Modernizing Your Data Architecture With The "Modern Data Stack"

Community Update #14

Integrating data into your strategy is proving to be a differentiator for businesses of all sizes.

The cliche term “Data-Driven” is for more than just a billion-dollar tech company.

Companies like DiscoverOrg and MVF are using data to help drive their decisions and create better products.

Even smaller companies are finding savings and new revenue opportunities left and right thanks to data.

However, this is all easier said than done.

Just pulling data from all your different data sources isn’t always sufficient. There are a lot of problems that can come up with developing your data strategy and products.

In this article, I will outline some of the problems you will run into using data including increasing data size, having consistent data and definitions, and reducing the time it takes to get data from third-party systems to data warehouses.

While at the same time providing some solutions.

Too Much Data Leading To Poor Performance

Big Data.

It solves all your bad algorithm problems, right?

Sort of.

Big Data can cause a host of new problems.

In particular, performance.

Big Data, means if you don’t have systems that can handle the data, then you will quickly run into problems.

Even the largest corporations run into this. Data keeps growing and in turn slowing down dashboards, models, and reports. Waiting 2 minutes for a Tableau dashboard isn’t an option.

No executive, director, or manager wants to wait that long.

So although Big Data offers a lot of benefits as far as possible insights go.

Big Data also quickly becomes a burden(and I haven’t even referenced the problem with pruning unnecessary data).

So how do we improve the performance of big data systems?

Solution #1: Pay For More Compute

One way to solve the problem is just to spend more money. Buy more compute on your clusters or get bigger machines.

But there is always a limit.

I have worked with plenty of clients who quickly calculated that to improve their performance it would cost way too much if they went the route of more compute.

So this can be an easy step, but arguably not the best solution.

Sometimes, it’s less about compute and more about design as well as the underlying system.

Solution #2: Migrate To A Cloud Data Warehouse Designed For Speed

Through a combination of technical debt and just time, systems begin to slow.

There are several ways to improve without just buying bigger machines.

For example, if your team is using databases like Postgres or standard SQL Server for your data warehouse, then it might be time to migrate to a cloud data warehouse that was designed for analytical queries.

You could look into cloud data warehouses like Azure Synapse, Redshift, or BigQuery. These can help improve performance depending on how you design your data warehouse.

EXERCISE A — Copy the passage of the data architecture article that opens with the words containing "Big Data, means" and closes with "pruning unnecessary data).".
The records have no connection to the data architecture article.

[Entries from a point annotation set]
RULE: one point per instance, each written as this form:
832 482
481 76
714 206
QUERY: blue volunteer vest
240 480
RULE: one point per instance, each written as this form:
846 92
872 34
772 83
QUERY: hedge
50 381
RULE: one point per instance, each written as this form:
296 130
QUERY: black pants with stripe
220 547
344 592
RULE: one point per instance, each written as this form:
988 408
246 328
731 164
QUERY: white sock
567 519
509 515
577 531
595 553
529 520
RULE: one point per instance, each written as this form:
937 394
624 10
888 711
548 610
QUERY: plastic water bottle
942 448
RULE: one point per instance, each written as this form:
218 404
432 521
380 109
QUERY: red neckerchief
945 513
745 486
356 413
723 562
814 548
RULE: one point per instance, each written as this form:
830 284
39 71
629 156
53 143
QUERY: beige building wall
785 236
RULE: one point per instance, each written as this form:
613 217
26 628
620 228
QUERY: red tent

EXERCISE B — Repeat every line of the records, from the first entry through the last, with no changes.

FINISHED ANSWER A —
Big Data, means if you don’t have systems that can handle the data, then you will quickly run into problems.

Even the largest corporations run into this. Data keeps growing and in turn slowing down dashboards, models, and reports. Waiting 2 minutes for a Tableau dashboard isn’t an option.

No executive, director, or manager wants to wait that long.

So although Big Data offers a lot of benefits as far as possible insights go.

Big Data also quickly becomes a burden(and I haven’t even referenced the problem with pruning unnecessary data).

FINISHED ANSWER B —
RULE: one point per instance, each written as this form:
832 482
481 76
714 206
QUERY: blue volunteer vest
240 480
RULE: one point per instance, each written as this form:
846 92
872 34
772 83
QUERY: hedge
50 381
RULE: one point per instance, each written as this form:
296 130
QUERY: black pants with stripe
220 547
344 592
RULE: one point per instance, each written as this form:
988 408
246 328
731 164
QUERY: white sock
567 519
509 515
577 531
595 553
529 520
RULE: one point per instance, each written as this form:
937 394
624 10
888 711
548 610
QUERY: plastic water bottle
942 448
RULE: one point per instance, each written as this form:
218 404
432 521
380 109
QUERY: red neckerchief
945 513
745 486
356 413
723 562
814 548
RULE: one point per instance, each written as this form:
830 284
39 71
629 156
53 143
QUERY: beige building wall
785 236
RULE: one point per instance, each written as this form:
613 217
26 628
620 228
QUERY: red tent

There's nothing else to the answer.